* _PREGUNTAS_
1. Di si cada afirmación coincide con el fragmento y cita las palabras exactas que lo deciden: (a) la familia se cambió de barrio hacia 1970; (b) a quien narra le inquietaban mucho sus muñecas; (c) Laura era la cocinera de la casa.
2. Explica en una a tres oraciones por qué, según el fragmento, el silencio resultaba todavía más incomprensible.
3. Resume en forma de lista el párrafo del fragmento que empieza con "Un día la tele tuvo destellos de colores" y conserva sus datos principales.

Quizá quiera la memoria tenderme una trampa tierna, asimilar ese 
recuerdo a una imagen incierta, como las de la tele. Porque en aquella época era 
preferible sumergirse en aquel mundo en blanco y negro, ese universo fantástico 
del "Capitán Nemo". La vida, allá afuera, era una neblina densa, un "a colores y 
cinemascope" extrañamente mudo.
Le cogimos el pasito al '70 y nos cambiamos 
de barrio. Desde Los Prados la realidad era todavía menos consistente. Yo seguía 
inmersa en revueltas interiores. No lograban inquietarme mis muñecas, pero el 
secuestro del Coronel Crowley lo llevo inscrito como uno de los acontecimientos 
inolvidables de aquel tiempo. Las noticias le ganaron en espanto a los crímenes 
en "El Detective Millonario". Recuerdo a los chicos montándose en el avión que 
los llevaría a Canadá, recuerdo que ingenuamente desde la sala de mi casa les 
dije adiós al Moreno y a Luis Pina: el primero era un asiduo visitante de la 
casa de mi abuela, el segundo vivió en ella hasta que un día -después 
comprendimos el por qué- desapareció misteriosamente.
Todo era tan evidente, 
lo que hacía todavía más incomprensible el silencio.
Son muchas las imágenes 
y pocos los sonidos de aquel tiempo. El "Suceso del día" compitiendo con "Te 
regalo estas dos rosas cariñosas...", era la cultura radial que me regalaba 
Laura, nuestra cocinera.
Un día mi mamá gritó un coño largo y ahogado, habían 
matado a otros amigos en el kilómetro 12 de la Autopista de Las Américas. 
Después fue la madrugada en la que un hermano de Francis Caamaño vino a tocar a 
la puerta de mi casa para llorar con mi padre, con quien había hecho la 
escuela.
Pero no pasaba nada. Nada. Todo el mundo se iba al trabajo o a la 
escuela muy temprano. Y en la noche "Misión Imposible" volvía a sumergirnos en 
el universo de los sueños de cartón, esos que nunca lográbamos encontrar debajo 
de la almohada.
Un día la tele tuvo destellos de colores. Una piñata a la 
cual, después de mucho apalear logras sacarle caramelos, serpentinas y 
confettis. "Siete días con el pueblo" rompió fugazmente el silencio. Se 
asociaron en mi memoria entonces el color y el estruendo. Encontré una tercera 
dimensión. Logré al fin ganarle a los americanos que seguían o "Perdidos en el 
espacio" o en una ridícula isla con personajes aún más ridículos que podían 
llamarse "Guilligan". Mi cuaderno de álgebra tenía copiada en su última página 
"La canción del elegido". Aprendí que no todos los cantantes españoles se 
llamaban Nino Bravo o Camilo Sesto y que pisar las calles de Santiago nuevamente 
era un hermoso sueño colectivo.
La música tomó a partir de allí, para mí, 
posibilidades que hasta entonces no pensé fueran asociables.

* _DATOS MOSTRADOS_
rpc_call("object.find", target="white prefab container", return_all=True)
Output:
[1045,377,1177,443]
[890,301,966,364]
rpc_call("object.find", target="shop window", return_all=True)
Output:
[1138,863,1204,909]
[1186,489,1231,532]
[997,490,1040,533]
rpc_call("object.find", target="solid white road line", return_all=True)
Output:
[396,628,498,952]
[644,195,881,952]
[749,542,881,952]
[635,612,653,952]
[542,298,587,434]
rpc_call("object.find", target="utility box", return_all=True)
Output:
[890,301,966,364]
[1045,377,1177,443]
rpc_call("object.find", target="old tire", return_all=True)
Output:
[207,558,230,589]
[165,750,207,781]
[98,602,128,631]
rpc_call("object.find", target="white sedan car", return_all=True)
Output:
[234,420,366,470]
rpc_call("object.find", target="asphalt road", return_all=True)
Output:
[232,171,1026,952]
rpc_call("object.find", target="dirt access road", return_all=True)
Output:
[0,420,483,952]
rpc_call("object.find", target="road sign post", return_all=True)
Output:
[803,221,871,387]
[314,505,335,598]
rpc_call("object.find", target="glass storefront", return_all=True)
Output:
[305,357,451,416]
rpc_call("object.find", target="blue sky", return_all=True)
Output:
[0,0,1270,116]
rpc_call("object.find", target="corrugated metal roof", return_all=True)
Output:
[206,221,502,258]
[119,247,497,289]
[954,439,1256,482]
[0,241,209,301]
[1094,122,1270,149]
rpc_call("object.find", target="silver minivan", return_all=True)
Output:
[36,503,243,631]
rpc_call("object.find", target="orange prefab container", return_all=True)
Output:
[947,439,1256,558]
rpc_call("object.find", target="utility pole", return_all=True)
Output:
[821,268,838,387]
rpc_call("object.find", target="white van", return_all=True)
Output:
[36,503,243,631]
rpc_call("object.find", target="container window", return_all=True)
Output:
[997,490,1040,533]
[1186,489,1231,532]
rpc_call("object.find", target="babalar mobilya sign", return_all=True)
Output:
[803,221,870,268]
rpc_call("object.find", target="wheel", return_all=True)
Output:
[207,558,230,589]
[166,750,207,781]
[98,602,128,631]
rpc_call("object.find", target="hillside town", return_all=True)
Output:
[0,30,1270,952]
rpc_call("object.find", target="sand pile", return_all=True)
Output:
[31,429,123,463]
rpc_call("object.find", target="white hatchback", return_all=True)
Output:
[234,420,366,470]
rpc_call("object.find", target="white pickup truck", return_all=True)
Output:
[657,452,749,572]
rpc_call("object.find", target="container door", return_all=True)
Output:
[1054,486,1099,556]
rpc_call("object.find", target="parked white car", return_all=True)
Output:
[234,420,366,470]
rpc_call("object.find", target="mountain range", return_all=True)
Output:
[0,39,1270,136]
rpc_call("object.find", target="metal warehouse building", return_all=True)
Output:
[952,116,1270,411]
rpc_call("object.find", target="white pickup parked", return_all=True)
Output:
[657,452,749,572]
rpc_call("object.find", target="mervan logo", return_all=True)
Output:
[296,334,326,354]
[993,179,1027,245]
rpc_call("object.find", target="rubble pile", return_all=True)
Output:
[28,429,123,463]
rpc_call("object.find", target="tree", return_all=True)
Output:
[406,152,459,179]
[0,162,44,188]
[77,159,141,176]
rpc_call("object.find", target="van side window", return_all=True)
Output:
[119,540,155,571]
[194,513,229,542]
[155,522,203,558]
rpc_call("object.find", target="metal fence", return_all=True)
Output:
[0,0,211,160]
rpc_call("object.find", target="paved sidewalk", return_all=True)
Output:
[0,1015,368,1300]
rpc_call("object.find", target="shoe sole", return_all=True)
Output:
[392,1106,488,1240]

* _SOLUCIONES DEL EJERCICIO_
1.
(a) Sí: "Le cogimos el pasito al '70 y nos cambiamos de barrio."
(b) No: "No lograban inquietarme mis muñecas".
(c) Sí: "Laura, nuestra cocinera."

2. El silencio resultaba más incomprensible porque todo era muy evidente. El fragmento lo dice así: "Todo era tan evidente, lo que hacía todavía más incomprensible el silencio."

3.
- Un día la tele tuvo destellos de colores, como una piñata a la que, tras mucho apalear, se le sacan caramelos, serpentinas y confettis.
- "Siete días con el pueblo" rompió por un momento el silencio, y en el recuerdo se unieron el color y el estruendo, como una tercera dimensión.
- Por fin se ganó a los americanos que seguían "Perdidos en el espacio" o la isla de "Guilligan".
- En la última página del cuaderno de álgebra estaba copiada "La canción del elegido".
- Se aprendió que no todos los cantantes españoles se llamaban Nino Bravo o Camilo Sesto, y que volver a pisar las calles de Santiago era un hermoso sueño colectivo.